Theresa Bittermann Öffentlichkeitsarbeit
Universität Wien
Jenes Plastik erhöht möglicherweise Metastasierung von Tumoren
Der Magen-Darm-Trakt ist der Forschung bereits als wesentliches Depot des menschlichen Körpers für die winzig kleinen Kunststoffteilchen bekannt. Ein Forschungskonsortium bestehend aus der Universität Wien, der Medizinischen Universität Wien und weiteren Partnern unter der Leitung der CBmed GmbH in Graz hat nun die Auswirkungen von Mikro- und Nanoplastikpartikeln (MNPs) auf Krebszellen im menschlichen Magen-Darm-Trakt untersucht. Dabei zeigte sich, dass MNPs deutlich länger in der Zelle verbleiben, da diese bei der Zellteilung an die neu gebildete Zelle weitergegeben werden. Die Ausbreitung von Krebszellen im Körper könnte durch jene MNPs außerdem gefördert werden. Die Studienergebnisse wurden aktuell im Fachjournal Chemospheres publiziert.
Beim Atmen oder auch beim Essen nehmen wir Mikro- und Nanoplastikpartikel (MNPs) in den Körper auf – bis zu fünf Gramm (das entspricht dem Gewicht einer Kreditkarte) kommen so pro Woche in den Magen-Darm-Trakt. Das Team um die Studienleiter*innen Verena Pichler (Universität Wien, CBmed) und Lukas Kenner (MedUni Wien, CBmed, Vetmeduni Wien) untersuchte die Interaktionen zwischen MNPs und verschiedenen Darmkrebszellen.

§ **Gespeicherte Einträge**
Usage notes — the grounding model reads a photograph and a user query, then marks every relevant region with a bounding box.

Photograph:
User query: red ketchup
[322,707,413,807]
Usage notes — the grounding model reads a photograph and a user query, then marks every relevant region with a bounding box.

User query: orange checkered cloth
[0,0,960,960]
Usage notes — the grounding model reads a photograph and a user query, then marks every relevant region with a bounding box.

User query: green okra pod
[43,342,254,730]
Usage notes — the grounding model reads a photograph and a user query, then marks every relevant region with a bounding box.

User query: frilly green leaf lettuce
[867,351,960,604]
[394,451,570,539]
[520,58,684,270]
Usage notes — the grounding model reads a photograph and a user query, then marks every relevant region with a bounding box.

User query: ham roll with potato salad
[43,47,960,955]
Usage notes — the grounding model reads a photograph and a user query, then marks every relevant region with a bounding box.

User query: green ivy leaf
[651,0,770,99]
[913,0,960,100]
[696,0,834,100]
...
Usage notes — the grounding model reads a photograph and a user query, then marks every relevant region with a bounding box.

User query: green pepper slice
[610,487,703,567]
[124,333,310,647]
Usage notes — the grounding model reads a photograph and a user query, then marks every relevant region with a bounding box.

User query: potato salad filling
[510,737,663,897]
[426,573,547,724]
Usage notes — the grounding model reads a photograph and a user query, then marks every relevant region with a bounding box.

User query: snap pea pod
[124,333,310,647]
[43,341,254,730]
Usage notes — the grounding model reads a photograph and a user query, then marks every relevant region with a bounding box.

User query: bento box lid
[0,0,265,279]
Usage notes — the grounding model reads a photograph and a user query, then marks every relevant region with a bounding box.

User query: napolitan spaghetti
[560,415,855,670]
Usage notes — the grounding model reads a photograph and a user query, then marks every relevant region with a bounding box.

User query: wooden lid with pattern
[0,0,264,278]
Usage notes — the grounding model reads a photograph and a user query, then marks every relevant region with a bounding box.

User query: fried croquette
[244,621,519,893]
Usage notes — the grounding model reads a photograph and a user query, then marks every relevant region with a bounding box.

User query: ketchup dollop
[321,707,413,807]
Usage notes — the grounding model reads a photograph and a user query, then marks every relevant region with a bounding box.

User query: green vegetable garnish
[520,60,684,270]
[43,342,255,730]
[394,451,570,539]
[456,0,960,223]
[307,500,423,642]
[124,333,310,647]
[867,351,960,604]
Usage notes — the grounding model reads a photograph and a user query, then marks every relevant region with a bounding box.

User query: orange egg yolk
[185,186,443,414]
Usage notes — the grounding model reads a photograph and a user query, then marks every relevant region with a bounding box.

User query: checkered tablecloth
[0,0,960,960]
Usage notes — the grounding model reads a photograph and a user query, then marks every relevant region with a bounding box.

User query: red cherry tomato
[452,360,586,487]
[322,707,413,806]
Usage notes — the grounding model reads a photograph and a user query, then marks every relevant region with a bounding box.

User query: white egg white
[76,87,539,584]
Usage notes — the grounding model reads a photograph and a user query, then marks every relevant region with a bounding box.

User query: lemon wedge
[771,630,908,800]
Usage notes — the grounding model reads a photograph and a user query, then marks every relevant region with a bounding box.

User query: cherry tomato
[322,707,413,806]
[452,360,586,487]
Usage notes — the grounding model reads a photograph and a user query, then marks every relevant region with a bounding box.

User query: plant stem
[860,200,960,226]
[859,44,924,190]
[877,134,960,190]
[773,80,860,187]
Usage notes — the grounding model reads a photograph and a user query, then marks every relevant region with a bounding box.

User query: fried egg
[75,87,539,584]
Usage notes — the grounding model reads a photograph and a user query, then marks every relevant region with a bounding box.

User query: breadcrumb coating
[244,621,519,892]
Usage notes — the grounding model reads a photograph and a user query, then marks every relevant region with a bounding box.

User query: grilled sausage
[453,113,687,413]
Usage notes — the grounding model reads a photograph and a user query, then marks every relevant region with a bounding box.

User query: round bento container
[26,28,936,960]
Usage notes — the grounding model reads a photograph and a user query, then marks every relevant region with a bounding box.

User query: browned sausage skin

§ **Arbeitsauftrag A**
Kopiere aus dem Text über Mikroplastik und Krebszellen wortgetreu den Abschnitt zwischen „Theresa Bittermann Öffentlichkeitsarbeit“ und „Fachjournal Chemospheres publiziert.“, beide eingeschlossen.
§ **Arbeitsauftrag B**
Führe den Text über Mikroplastik und Darmkrebszellen im Anschluss an seinen letzten Satz weiter.

§ **Antwort zur Aufgabe A**
Theresa Bittermann Öffentlichkeitsarbeit
Universität Wien
Jenes Plastik erhöht möglicherweise Metastasierung von Tumoren
Der Magen-Darm-Trakt ist der Forschung bereits als wesentliches Depot des menschlichen Körpers für die winzig kleinen Kunststoffteilchen bekannt. Ein Forschungskonsortium bestehend aus der Universität Wien, der Medizinischen Universität Wien und weiteren Partnern unter der Leitung der CBmed GmbH in Graz hat nun die Auswirkungen von Mikro- und Nanoplastikpartikeln (MNPs) auf Krebszellen im menschlichen Magen-Darm-Trakt untersucht. Dabei zeigte sich, dass MNPs deutlich länger in der Zelle verbleiben, da diese bei der Zellteilung an die neu gebildete Zelle weitergegeben werden. Die Ausbreitung von Krebszellen im Körper könnte durch jene MNPs außerdem gefördert werden. Die Studienergebnisse wurden aktuell im Fachjournal Chemospheres publiziert.

§ **Antwort zur Aufgabe B**
Bei ihren Analysen konnten sie nicht nur zeigen, wie MNPs in die Zelle eindringen und wo genau sie sich ablagern, sondern sie beobachteten auch deren direkte Auswirkungen: Die MNPs werden wie andere „Abfallprodukte“ im Körper in Lysosomen aufgenommen. Lysosomen sind Zellorganellen und werden auch als „Magen der Zelle“ bezeichnet, sie bauen Fremdkörper in der Zelle ab. Die Forscher*innen beobachteten jedoch, dass die MNPs aufgrund der körperfremden chemischen Zusammensetzung im Gegensatz zu anderen Fremdkörpern biologischen Ursprungs nicht abgebaut werden. Abhängig von verschiedenen Faktoren werden die MNPs sogar bei der Zellteilung an die neu gebildete Zelle weitergegeben, und dürften daher beständiger im menschlichen Körper sein, als ursprünglich angenommen. Darüber hinaus gibt es erste Hinweise, dass MNPs die Zellmigration von Krebszellen in andere Körperregionen, verstärken und damit möglicherweise die Metastasierung von Tumoren fördern. Dieser Effekt soll jetzt in einer weiteren Studie untersucht werden.
Je kleiner, desto schädlicher
Das veränderte Verhalten der Darmkrebszellen in Bezug auf die Zellmigration konnte vor allem als Folge der Interaktion mit Plastikpartikeln festgestellt werden, die kleiner als ein Mikrometer (1 µm = 0,001 mm) sind. Bei Teilchen dieser Größe wird meist von Nanoplastik gesprochen, das zum Beispiel in einer Wasserflasche 10- bis 100-fach häufiger auftritt als Mikroplastik. Unbestritten ist, dass die Auswirkungen von Nanoplastik deutlich schädlicher sind als von Mikroplastik. „Das deckt sich einmal mehr mit den Ergebnissen unserer Analysen“, betont Verena Pichler. „Außerdem können wir mit unserer Studie jüngste Erkenntnisse bestätigen, die darauf hindeuten, dass MNPs das Zellverhalten beeinflussen und möglicherweise zum Fortschreiten von Krankheiten beitragen können“, ergänzt Lukas Kenner.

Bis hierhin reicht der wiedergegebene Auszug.